L’Assemblée nationale a adopté sans discussion mais non sans opposition, l’accord signé entre la France et l’Italie le 24 février 2015 pour l’engagement des travaux définitifs de la section transfrontalière de la nouvelle ligne ferroviaire Lyon-Turin. En Italie, la Chambre des députés puis le Sénat ont également approuvé cet accord courant novembre. En France, après ce vote des députés, le projet de loi sera transmis au Sénat pour approbation d’ici la fin janvier. Voilà qui devrait ainsi permettre de mettre définitivement sur les rails ce projet « pharaonique » vieux d’une dizaine d’années. Pour les partisans de cette nouvelle liaison ferroviaire. Il était plus que temps.
Le premier accord, en date du 15 janvier 1996, instaurait une commission intergouvernementale pour la réalisation de cette liaison ; l’accord du 29 janvier 2001 a institué un promoteur public, la société Lyon-Turin Ferroviaire, chargée de conduire les études, les reconnaissances et les travaux préliminaires. L’accord du 30 janvier 2012 a défini les modalités de gestion du projet, en instituant un nouveau promoteur public, la société Tunnel Euralpin Lyon-Turin (TELT), en charge de la conception, de la réalisation puis de l’exploitation de la section ferroviaire transfrontalière. Enfin, le quatrième accord, en date du 24 février 2015 « marque le lancement effectif des travaux et établit le coût certifié de cet ambitieux projet. Il précise également certaines conditions de sa réalisation, avec principalement un dispositif anti mafieux, à la demande de l’Italie » souligne le rapporteur Michel Destot.

> Lignes:
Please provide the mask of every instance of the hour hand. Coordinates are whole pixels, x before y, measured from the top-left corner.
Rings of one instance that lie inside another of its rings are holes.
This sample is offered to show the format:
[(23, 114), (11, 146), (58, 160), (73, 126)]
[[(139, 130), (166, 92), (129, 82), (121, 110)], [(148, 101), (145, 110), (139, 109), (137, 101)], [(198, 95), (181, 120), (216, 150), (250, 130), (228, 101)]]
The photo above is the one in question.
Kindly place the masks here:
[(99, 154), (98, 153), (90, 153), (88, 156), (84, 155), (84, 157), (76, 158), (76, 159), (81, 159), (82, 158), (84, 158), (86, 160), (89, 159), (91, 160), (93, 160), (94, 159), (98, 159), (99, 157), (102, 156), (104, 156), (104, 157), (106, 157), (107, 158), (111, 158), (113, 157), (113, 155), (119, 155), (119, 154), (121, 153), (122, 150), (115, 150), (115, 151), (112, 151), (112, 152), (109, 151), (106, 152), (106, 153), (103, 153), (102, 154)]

> Exercices à traiter:
a) Reprenez s'il vous plaît les enregistrements, du tout début jusqu'à la ligne contenant « [(23, 114), (11, 146), (58, 160), (73, 126)] », incluse, sous forme de liste JSON de chaînes, à raison d'une chaîne par ligne et sans les lignes vides.
b) Poursuivez le texte sur la liaison ferroviaire Lyon-Turin à partir de sa dernière phrase.

> Corrigés ci-dessous:
a)
[
  "Please provide the mask of every instance of the hour hand. Coordinates are whole pixels, x before y, measured from the top-left corner.",
  "Rings of one instance that lie inside another of its rings are holes.",
  "This sample is offered to show the format:",
  "[(23, 114), (11, 146), (58, 160), (73, 126)]"
]

b)
Un projet environnemental
En commission, le député socialiste de l’Isère a tenu à rappeler ce que représente cette liaison Lyon Turin pour la France, pour l’Union européenne. Le projet a pour principal objectif le report modal, essentiellement de la route vers le transport ferroviaire pour le fret comme pour les voyageurs. Cette liaison résoudra, assure le rapporteur, le problème de la saturation du littoral français et des vallées alpines. « Le report modal soulagera les infrastructures et diminuera les nuisances sonores ainsi que les émissions de carbone ». L’objectif est de ramener la répartition du trafic de 90 % pour la route et de 10 % pour le rail actuellement à, respectivement 45 % et 55 %, ce qui représenterait une économie d’émissions de gaz à effet de serre de plus d’un million de tonnes par an ; « c’est considérable » pointe immédiatement Michel Destot. Mais ce projet a aussi et surtout une dimension économique. Il est même présenté comme un élément majeur de la connexion des grandes zones économiques européennes. Cette liaison ne relie pas uniquement Lyon à Turin, « elle constitue l’élément clé de la liaison entre Paris et Milan, c’est-à-dire qu’elle rapproche l’Île-de-France, qui assure 4 % du PIB européen, du Piémont et de la Lombardie, qui forment de leur côté 7 % de ce PIB » s’enthousiasme le rapporteur. Elle permet de relier la péninsule ibérique à l’Europe centrale. Enfin, assure encore Michel Destot, à l’instar de la liaison transmanche, qui génère un trafic d’une valeur annuelle de 110 milliards d’euros grâce à la création de nouveaux marchés, « la liaison Lyon-Turin va stimuler l’ensemble de l’activité des régions qu’elle traversera, qu’elle reliera ou à proximité desquelles elle passera ».
L’accord du 24 février 2015 qui a été approuvé par l’Assemblée comporte sept articles relatifs aux conditions de réalisation des travaux définitifs de la section transfrontalière de la liaison Lyon-Turin – un tunnel international de 57 km, ouvrage majeur de ce projet, reliera Saint Jean-de-Maurienne en France à Suse en Italie -. Pour le rapporteur, il est clair que « cet accord marque la volonté de la France et de l’Italie de passer à la phase effective des travaux, qui sauf incident, se dérouleront de 2017 à 2029, et confie à TELT le soin de les conduire ».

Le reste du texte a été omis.